══ Excerpted records

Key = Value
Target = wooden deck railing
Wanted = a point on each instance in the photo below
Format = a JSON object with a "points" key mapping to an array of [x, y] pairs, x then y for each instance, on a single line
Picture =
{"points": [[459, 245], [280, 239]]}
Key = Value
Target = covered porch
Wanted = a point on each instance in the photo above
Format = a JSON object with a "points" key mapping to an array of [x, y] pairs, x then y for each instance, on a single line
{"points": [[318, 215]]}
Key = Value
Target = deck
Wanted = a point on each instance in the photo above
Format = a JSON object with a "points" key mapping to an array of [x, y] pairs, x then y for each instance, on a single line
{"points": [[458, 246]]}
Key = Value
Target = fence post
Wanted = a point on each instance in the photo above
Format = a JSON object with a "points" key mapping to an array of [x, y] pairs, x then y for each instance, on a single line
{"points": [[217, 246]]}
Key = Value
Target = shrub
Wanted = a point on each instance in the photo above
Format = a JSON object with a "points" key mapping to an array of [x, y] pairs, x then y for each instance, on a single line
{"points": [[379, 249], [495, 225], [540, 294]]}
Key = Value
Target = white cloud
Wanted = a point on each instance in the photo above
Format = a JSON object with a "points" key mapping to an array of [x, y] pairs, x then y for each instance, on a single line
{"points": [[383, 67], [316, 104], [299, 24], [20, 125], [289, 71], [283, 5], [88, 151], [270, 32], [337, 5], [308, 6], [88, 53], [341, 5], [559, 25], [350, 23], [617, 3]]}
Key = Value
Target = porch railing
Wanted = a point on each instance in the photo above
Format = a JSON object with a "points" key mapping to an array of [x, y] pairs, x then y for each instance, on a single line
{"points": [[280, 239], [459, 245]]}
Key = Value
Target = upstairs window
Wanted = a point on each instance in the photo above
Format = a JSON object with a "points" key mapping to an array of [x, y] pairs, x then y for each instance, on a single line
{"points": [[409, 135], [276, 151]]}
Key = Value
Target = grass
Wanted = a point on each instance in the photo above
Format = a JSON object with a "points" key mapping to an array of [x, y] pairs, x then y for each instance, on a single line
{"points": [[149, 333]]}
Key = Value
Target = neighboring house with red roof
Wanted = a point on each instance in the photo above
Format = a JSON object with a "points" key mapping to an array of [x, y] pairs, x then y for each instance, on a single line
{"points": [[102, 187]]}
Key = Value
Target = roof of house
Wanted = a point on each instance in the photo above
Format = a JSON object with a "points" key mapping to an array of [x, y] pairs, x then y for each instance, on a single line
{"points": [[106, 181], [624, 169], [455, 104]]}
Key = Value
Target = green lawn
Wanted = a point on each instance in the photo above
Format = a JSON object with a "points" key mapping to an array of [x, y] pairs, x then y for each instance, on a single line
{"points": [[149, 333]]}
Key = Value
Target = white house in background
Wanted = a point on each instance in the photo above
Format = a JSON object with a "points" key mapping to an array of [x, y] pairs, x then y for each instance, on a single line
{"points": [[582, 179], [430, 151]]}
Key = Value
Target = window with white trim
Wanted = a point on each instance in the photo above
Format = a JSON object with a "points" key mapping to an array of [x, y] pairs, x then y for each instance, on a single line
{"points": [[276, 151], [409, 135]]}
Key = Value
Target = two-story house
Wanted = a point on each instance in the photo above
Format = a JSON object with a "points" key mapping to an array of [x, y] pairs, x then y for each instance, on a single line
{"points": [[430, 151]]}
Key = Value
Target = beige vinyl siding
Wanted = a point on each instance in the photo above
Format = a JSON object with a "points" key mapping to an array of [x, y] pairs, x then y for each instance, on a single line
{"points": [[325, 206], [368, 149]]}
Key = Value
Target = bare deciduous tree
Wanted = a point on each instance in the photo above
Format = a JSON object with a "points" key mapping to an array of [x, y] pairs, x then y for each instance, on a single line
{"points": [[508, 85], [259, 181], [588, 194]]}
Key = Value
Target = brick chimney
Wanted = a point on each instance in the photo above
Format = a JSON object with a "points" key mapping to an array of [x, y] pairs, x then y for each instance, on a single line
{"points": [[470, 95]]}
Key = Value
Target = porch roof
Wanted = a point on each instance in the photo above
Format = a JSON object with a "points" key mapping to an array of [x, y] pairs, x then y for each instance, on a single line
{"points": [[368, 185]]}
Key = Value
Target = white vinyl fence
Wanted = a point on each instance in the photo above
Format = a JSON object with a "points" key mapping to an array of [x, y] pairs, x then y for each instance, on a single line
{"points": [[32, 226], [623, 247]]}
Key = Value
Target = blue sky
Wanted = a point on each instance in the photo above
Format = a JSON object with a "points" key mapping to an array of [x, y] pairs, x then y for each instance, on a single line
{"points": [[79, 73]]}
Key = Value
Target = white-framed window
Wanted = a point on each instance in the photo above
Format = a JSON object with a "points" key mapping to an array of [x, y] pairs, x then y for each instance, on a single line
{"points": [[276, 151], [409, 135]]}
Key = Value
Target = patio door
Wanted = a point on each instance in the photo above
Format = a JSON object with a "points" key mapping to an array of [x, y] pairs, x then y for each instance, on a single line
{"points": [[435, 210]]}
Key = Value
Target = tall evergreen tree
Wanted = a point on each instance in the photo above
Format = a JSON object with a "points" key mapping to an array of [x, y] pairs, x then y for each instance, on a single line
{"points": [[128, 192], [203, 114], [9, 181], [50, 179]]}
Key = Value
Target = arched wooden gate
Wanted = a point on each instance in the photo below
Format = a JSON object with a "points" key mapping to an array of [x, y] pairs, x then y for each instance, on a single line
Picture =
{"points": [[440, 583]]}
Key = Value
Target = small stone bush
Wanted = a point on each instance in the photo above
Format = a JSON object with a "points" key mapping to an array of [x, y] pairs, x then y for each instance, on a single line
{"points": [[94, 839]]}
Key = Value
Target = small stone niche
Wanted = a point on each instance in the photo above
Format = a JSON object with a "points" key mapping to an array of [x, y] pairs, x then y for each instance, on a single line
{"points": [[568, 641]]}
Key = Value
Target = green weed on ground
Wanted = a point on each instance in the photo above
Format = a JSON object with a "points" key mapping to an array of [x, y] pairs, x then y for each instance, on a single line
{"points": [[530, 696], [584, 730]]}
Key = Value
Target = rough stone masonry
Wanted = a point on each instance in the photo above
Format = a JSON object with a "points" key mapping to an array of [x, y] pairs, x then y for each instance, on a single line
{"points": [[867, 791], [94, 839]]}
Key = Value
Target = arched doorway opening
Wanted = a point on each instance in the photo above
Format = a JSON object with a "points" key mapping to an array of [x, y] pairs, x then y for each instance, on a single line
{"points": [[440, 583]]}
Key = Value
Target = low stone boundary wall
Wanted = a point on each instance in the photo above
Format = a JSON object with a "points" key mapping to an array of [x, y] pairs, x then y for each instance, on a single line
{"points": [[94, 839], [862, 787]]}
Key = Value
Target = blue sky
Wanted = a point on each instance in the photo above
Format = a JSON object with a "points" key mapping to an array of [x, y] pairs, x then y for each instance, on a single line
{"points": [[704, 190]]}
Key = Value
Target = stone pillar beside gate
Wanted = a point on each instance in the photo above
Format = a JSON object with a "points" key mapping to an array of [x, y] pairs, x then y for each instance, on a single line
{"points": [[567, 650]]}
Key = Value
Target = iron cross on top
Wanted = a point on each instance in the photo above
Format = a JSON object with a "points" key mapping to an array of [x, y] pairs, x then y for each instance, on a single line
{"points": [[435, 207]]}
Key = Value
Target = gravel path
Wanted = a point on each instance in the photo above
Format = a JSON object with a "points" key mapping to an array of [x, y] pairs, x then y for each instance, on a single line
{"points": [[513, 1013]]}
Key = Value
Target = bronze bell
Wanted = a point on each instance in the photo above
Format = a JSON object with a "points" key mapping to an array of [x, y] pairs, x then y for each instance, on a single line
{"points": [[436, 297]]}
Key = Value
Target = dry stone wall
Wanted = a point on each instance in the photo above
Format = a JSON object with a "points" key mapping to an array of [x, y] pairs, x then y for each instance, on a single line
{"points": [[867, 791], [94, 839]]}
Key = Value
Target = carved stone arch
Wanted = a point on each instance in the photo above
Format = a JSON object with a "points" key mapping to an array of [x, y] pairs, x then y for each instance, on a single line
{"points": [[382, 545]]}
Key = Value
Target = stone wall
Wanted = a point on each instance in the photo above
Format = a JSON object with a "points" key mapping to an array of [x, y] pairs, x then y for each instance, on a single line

════

Problem requirements => Count the lines above that contain the word "deck" and reply with only that number.

Answer for the task => 2